> **Requests**:
**1)** Answer these questions about the forwarded message:
(a) Who sent it?
(b) What does the bracketed note say is now coming into its own?
(c) What do the FCC and Congress attempt to do in place of a marketplace?
**2)** In the forwarded message, why does the writer say this version turned out longer than planned? Explain in one to three sentences.
**3)** Extend the forwarded message about telephone facilities and pricing, picking up after its final sentence.

> **Source**:
Title: approve:tippie &nbsp;More on A WSJ Letter to the Editor They Wouldn'tCare toPublish (which I mostly agree with)

------ Forwarded Message
From: Bob Frankston <rmfxixB@bobf.Frankston.com>
Date: Tue, 07 Jan 2003 21:04:13 -0500
To: dave@farber.net, "'ip'" <ip@v2.listbox.com>
Cc: jweber@spri.com, Jeff Pulver <Jeff@Pulver.com>, David S Isenberg <isen@isen.com>, Daniel Berninger <dan@Pulver.com>, David Reed <dpreed@reed.com>
Subject: RE: [IP] More on A WSJ Letter to the Editor They Wouldn'tCare toPublish (which I mostly agree with)

[Dave -- I hate repeating myself but I guess I have to ... though each time I try to tune the remarks to the particular issue. This version is a little different since Voice over IP is now coming into its own. I realize that my metaphors might seem provocative but it's more a reflection of the extreme distortions that already exist than any exaggeration. Dan Gillmor's observations about the inconsistencies in the Telco whinings demonstrate this. It also got a bit longer than I planned but that is necessary since those who don't "get" connectivity need to have the concepts made explicit.]

The real tragedy is that the larger issues are lost in the sound and fury over artificial minutia. We have a simple problem -- one company owns the facilities that are used by it and its competition to build service. There is no such thing as real prices and costs in the absence of a marketplace. The FCC and Congress recognizes this and attempts to apply complex models in order to set prices and rules in lieu of a marketplace. If there were no alternative this would be a noble effort -- flawed but noble.

Saved data entries

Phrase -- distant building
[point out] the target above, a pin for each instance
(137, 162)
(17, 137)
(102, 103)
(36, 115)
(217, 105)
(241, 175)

> **Outputs**:
**1)**
(a) Bob Frankston.
(b) Voice over IP.
(c) They attempt to apply complex models to set prices and rules.

**2)** The writer says the extra length was necessary. Those who don't "get" connectivity need to have the concepts made explicit.

**3)**
I think Joseph agrees with this but then says "Competition is best spurred by investment in new technology rather than in arbitrage schemes. Things would be simpler, and probably better for the industry and the public (if not for all the competitors) if interconnection standards were specified and enforced and all governmental restrictions preventing competition removed, including the UNE program."

I agree with the sentiment.

The problem is that this isn't viable as long as the "standards" are premised on a flawed model of telecommunications. We also don't need a new boondoggle with protected monopolies buying new fancy equipment when the existing facilities are used at less than 1% of capacity. There will be a need for new equipment once we give pent up demand an opportunity to assert itself.

We don't have to settle for just rearranging regulations when we can have a real marketplace. The key is to first understand what connectivity <http://www.satn.org/about/separateconnectivity.htm> &nbsp;is. Rather than locking the providers into a narrow definition of a standard we should give them free reign well beyond what is possible even with faux deregulation. But this is only possible if their incentive is to provide connectivity rather than preserving their current highly profitable value-based offerings.

DSL provides a great example of problem. In an effort to assure competition we have defined standards in terms of an outdated implementation of signaling over copper. DSL can very quickly evolve to delivery many times the current capacity without distances limits at a lower price. In fact, why do we still use analog signaling over copper at all? And, though we can repurpose existing copper, why do I see new copper being installed rather than fiber?

What we need is a marketplace for connectivity.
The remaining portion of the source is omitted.